◆ Task prompt
Can you arrange the items below as a two-column CSV with the header instruction,output, giving one row per item with its text and its answer, each in a single quoted field with line breaks replaced by spaces?
-- BEGIN --
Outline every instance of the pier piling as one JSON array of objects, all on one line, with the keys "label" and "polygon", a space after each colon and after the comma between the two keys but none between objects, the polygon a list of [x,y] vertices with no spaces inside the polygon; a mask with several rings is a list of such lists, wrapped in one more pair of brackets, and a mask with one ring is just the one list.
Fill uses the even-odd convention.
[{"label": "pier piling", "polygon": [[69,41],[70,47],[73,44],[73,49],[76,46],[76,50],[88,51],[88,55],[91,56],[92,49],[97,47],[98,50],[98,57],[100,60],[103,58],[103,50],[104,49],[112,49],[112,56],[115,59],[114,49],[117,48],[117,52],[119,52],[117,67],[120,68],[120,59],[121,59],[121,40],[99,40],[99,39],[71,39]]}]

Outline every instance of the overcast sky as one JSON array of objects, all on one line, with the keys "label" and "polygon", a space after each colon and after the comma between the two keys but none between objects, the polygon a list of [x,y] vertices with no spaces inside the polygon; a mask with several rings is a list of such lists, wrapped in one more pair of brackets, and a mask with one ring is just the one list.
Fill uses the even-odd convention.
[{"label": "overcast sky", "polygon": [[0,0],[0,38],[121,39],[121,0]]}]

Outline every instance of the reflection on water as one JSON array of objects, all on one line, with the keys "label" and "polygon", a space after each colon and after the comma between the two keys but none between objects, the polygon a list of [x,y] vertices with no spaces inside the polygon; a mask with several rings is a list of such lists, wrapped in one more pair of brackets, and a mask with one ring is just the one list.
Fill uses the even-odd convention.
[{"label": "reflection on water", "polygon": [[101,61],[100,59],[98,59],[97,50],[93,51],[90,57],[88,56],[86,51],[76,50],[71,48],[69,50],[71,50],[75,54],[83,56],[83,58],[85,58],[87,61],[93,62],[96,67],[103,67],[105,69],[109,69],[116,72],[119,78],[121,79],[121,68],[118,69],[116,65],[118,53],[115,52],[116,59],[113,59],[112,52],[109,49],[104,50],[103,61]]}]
-- END --
◆ Written response
instruction,output
"Outline every instance of the pier piling as one JSON array of objects, all on one line, with the keys ""label"" and ""polygon"", a space after each colon and after the comma between the two keys but none between objects, the polygon a list of [x,y] vertices with no spaces inside the polygon; a mask with several rings is a list of such lists, wrapped in one more pair of brackets, and a mask with one ring is just the one list. Fill uses the even-odd convention.","[{""label"": ""pier piling"", ""polygon"": [[69,41],[70,47],[73,44],[73,49],[76,46],[76,50],[88,51],[88,55],[91,56],[92,49],[97,47],[98,50],[98,57],[100,60],[103,58],[103,50],[104,49],[112,49],[112,56],[115,59],[114,49],[117,48],[117,52],[119,52],[117,67],[120,68],[120,59],[121,59],[121,40],[99,40],[99,39],[71,39]]}]"
"Outline every instance of the overcast sky as one JSON array of objects, all on one line, with the keys ""label"" and ""polygon"", a space after each colon and after the comma between the two keys but none between objects, the polygon a list of [x,y] vertices with no spaces inside the polygon; a mask with several rings is a list of such lists, wrapped in one more pair of brackets, and a mask with one ring is just the one list. Fill uses the even-odd convention.","[{""label"": ""overcast sky"", ""polygon"": [[0,0],[0,38],[121,39],[121,0]]}]"
"Outline every instance of the reflection on water as one JSON array of objects, all on one line, with the keys ""label"" and ""polygon"", a space after each colon and after the comma between the two keys but none between objects, the polygon a list of [x,y] vertices with no spaces inside the polygon; a mask with several rings is a list of such lists, wrapped in one more pair of brackets, and a mask with one ring is just the one list. Fill uses the even-odd convention.","[{""label"": ""reflection on water"", ""polygon"": [[101,61],[100,59],[98,59],[97,50],[93,51],[90,57],[88,56],[86,51],[76,50],[71,48],[69,50],[71,50],[75,54],[83,56],[83,58],[85,58],[87,61],[93,62],[96,67],[103,67],[105,69],[109,69],[116,72],[119,78],[121,79],[121,68],[118,69],[116,65],[118,53],[115,52],[116,59],[113,59],[112,52],[109,49],[104,50],[103,61]]}]"